Activity: Of all the entries below, retype only the lines from the one with "117, row 457." through the one with "12, row 242.", exactly as they appear.

Exercise material:
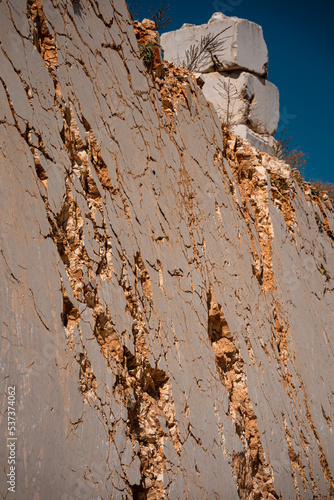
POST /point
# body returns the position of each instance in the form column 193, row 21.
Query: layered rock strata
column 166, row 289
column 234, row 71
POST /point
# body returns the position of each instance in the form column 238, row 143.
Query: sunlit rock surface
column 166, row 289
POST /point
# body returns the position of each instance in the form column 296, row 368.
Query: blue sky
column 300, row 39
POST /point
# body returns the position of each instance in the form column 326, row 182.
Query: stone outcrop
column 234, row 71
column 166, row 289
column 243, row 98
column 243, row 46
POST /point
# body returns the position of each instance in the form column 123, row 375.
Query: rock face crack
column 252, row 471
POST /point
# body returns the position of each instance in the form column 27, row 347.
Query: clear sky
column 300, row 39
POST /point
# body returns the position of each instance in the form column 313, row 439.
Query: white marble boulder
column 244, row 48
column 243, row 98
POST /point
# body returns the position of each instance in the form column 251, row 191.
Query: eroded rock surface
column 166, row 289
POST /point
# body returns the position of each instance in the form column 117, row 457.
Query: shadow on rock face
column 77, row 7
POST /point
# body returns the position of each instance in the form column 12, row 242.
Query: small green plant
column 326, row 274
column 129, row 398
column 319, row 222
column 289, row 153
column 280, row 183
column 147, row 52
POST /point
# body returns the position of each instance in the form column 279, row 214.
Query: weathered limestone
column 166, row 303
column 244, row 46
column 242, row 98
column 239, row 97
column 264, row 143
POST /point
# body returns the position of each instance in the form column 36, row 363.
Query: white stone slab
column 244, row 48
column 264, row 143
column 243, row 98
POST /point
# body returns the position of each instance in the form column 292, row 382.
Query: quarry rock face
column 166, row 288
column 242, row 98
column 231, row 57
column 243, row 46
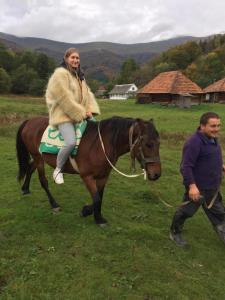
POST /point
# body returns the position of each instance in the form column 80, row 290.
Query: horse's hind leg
...
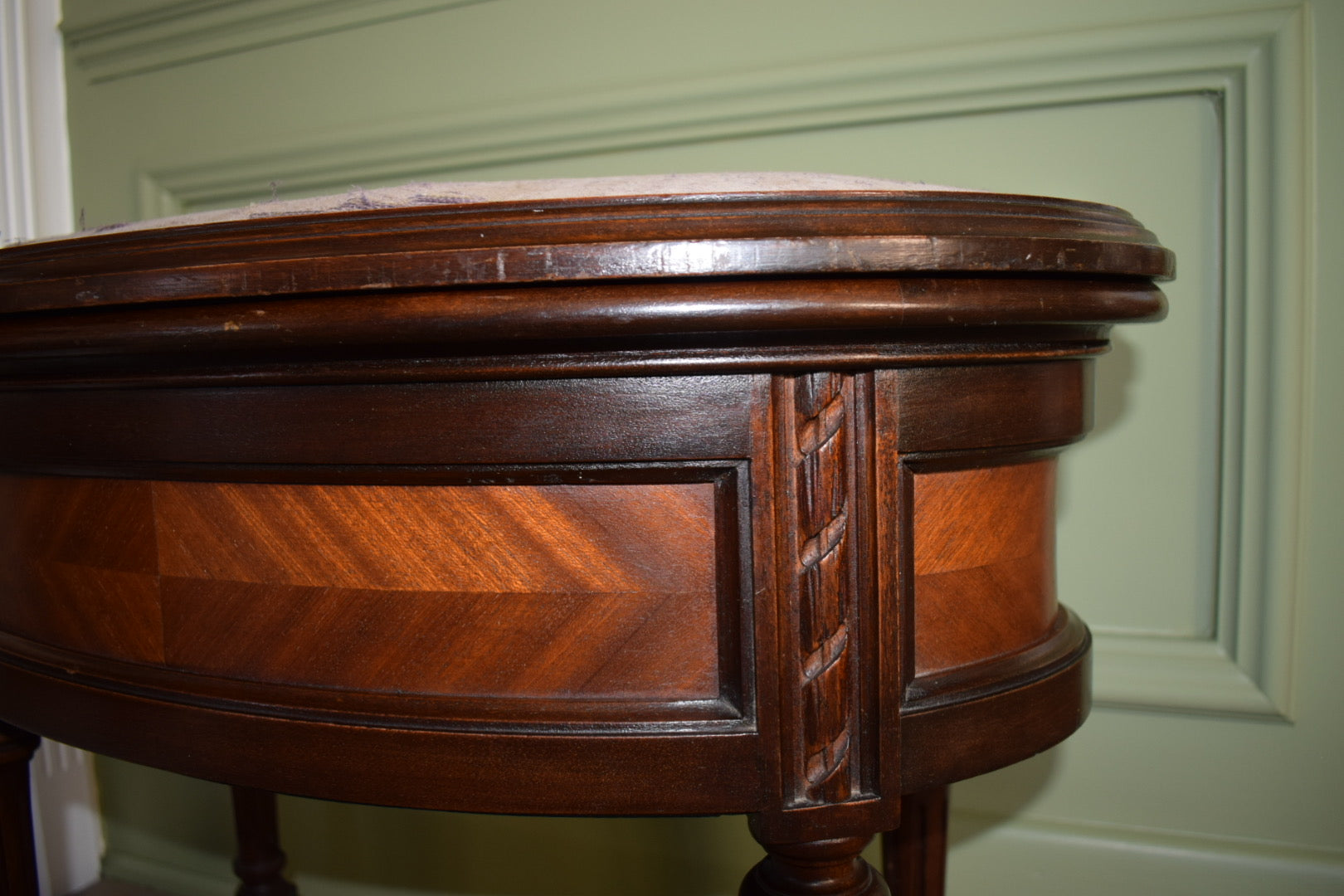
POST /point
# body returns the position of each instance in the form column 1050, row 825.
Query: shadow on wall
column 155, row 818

Final answer:
# body returns the position of each instance in the form column 117, row 457.
Query: shadow on rock face
column 77, row 7
POST /point
# body returns the position of each instance in the form column 12, row 242.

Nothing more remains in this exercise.